====== INPUT RECORDS ======

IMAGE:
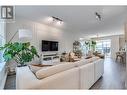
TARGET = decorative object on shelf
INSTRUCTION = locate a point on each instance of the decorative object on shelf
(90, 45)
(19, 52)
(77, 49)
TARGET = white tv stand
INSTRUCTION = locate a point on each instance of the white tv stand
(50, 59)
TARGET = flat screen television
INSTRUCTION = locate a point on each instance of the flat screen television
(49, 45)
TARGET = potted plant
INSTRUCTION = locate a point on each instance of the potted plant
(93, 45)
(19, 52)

======
====== INPUT RECORDS ======

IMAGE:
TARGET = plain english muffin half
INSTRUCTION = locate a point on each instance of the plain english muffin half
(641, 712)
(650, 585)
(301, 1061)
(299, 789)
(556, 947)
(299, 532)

======

• [GIVEN TASK]
Count the lines in the records above that contain the string "muffin", and reply with only the number.

• [FINAL RESULT]
2